**PROBLEM STATEMENT**
Once you have checked the records that follow, state how many of their lines hold "before", giving the number only.

**DATA EXTRACT**

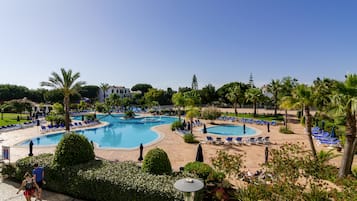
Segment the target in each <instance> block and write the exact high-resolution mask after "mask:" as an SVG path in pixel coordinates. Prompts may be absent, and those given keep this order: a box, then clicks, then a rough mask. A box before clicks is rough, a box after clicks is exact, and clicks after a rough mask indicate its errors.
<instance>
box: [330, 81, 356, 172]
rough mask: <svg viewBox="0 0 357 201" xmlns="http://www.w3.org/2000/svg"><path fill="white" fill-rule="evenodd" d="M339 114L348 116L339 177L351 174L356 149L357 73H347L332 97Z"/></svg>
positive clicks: (332, 100)
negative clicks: (348, 73) (353, 158)
mask: <svg viewBox="0 0 357 201" xmlns="http://www.w3.org/2000/svg"><path fill="white" fill-rule="evenodd" d="M331 101H332V105H334V106H335V107H336V109H337V113H338V114H344V115H345V116H346V142H345V147H344V152H343V157H342V160H341V167H340V169H339V174H338V175H339V177H340V178H342V177H345V176H347V175H348V174H351V167H352V163H353V156H354V153H355V151H356V146H357V145H356V144H357V138H356V134H357V133H356V121H357V120H356V113H357V74H348V75H346V80H345V82H344V83H338V85H337V90H336V91H335V93H334V95H333V96H332V98H331Z"/></svg>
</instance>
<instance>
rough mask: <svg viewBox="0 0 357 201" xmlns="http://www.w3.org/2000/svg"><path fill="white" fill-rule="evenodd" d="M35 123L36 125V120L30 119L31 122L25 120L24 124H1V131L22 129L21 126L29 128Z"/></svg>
mask: <svg viewBox="0 0 357 201" xmlns="http://www.w3.org/2000/svg"><path fill="white" fill-rule="evenodd" d="M34 125H35V123H34V122H32V121H29V122H25V123H22V124H11V125H7V126H1V127H0V132H7V131H13V130H17V129H21V128H28V127H32V126H34Z"/></svg>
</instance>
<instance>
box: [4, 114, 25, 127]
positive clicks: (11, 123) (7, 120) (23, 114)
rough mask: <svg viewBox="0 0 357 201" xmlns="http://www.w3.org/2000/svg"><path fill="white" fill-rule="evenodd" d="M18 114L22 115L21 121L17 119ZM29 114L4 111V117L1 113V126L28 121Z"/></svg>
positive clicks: (22, 122)
mask: <svg viewBox="0 0 357 201" xmlns="http://www.w3.org/2000/svg"><path fill="white" fill-rule="evenodd" d="M17 116H20V122H18V121H17ZM27 116H28V115H27V114H16V113H4V114H3V119H2V118H1V114H0V126H7V125H11V124H18V123H24V122H28V120H27Z"/></svg>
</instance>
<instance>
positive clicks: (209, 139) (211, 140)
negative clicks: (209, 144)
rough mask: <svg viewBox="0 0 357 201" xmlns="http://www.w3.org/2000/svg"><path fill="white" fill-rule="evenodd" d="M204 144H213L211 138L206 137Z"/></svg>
mask: <svg viewBox="0 0 357 201" xmlns="http://www.w3.org/2000/svg"><path fill="white" fill-rule="evenodd" d="M206 142H207V143H209V144H213V142H214V140H213V138H212V137H211V136H206Z"/></svg>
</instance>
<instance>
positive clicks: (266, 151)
mask: <svg viewBox="0 0 357 201" xmlns="http://www.w3.org/2000/svg"><path fill="white" fill-rule="evenodd" d="M268 156H269V149H268V146H266V147H265V164H267V163H268Z"/></svg>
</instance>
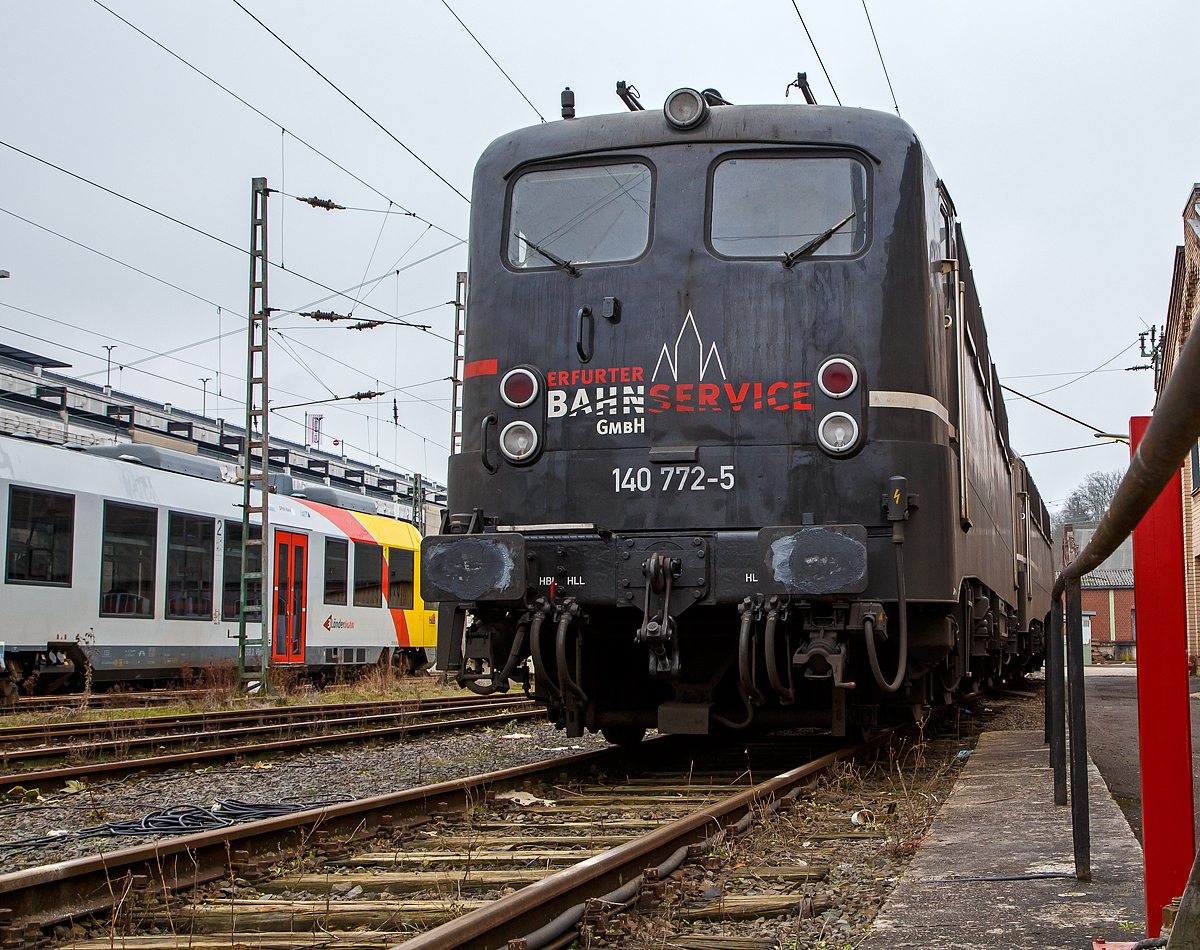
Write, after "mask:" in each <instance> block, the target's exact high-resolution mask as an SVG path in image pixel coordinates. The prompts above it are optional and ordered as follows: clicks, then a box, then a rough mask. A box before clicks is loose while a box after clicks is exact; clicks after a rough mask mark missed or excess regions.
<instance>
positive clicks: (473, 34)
mask: <svg viewBox="0 0 1200 950" xmlns="http://www.w3.org/2000/svg"><path fill="white" fill-rule="evenodd" d="M442 6H444V7H445V8H446V10H449V11H450V16H451V17H454V18H455V19H456V20H458V25H460V26H462V28H463V29H464V30H466V31H467V36H469V37H470V38H472V40H474V41H475V46H478V47H479V48H480V49H482V50H484V55H486V56H487V58H488V59H490V60H491V61H492V65H493V66H496V68H497V70H499V71H500V74H502V76H504V78H505V79H508V80H509V85H511V86H512V88H514V89H515V90H516V91H517V95H518V96H521V98H523V100H524V101H526V102H528V103H529V108H530V109H533V110H534V113H535V114H536V115H538V118H539V119H541V121H544V122H545V121H546V116H545V115H542V114H541V113H540V112H539V110H538V107H536V106H534V104H533V102H530V100H529V97H528V96H527V95H526V94H524V92H522V91H521V86H518V85H517V84H516V80H514V78H512V77H511V76H509V74H508V73H506V72H505V71H504V67H503V66H500V64H498V62H497V61H496V56H493V55H492V54H491V53H488V52H487V47H485V46H484V44H482V43H481V42H480V41H479V37H478V36H475V34H473V32H472V31H470V26H468V25H467V24H466V23H463V22H462V17H460V16H458V14H457V13H455V12H454V8H452V7H451V6H450V5H449V4H448V2H446V0H442Z"/></svg>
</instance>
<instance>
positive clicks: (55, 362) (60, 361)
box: [0, 343, 71, 369]
mask: <svg viewBox="0 0 1200 950" xmlns="http://www.w3.org/2000/svg"><path fill="white" fill-rule="evenodd" d="M0 356H4V357H5V359H6V360H16V361H17V362H23V363H28V365H29V366H41V367H42V368H44V369H66V368H67V367H68V366H71V363H65V362H62V361H61V360H53V359H50V357H49V356H38V355H37V354H36V353H30V351H29V350H23V349H20V348H19V347H10V345H8V344H7V343H0Z"/></svg>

**OUTPUT FOR THIS TASK**
2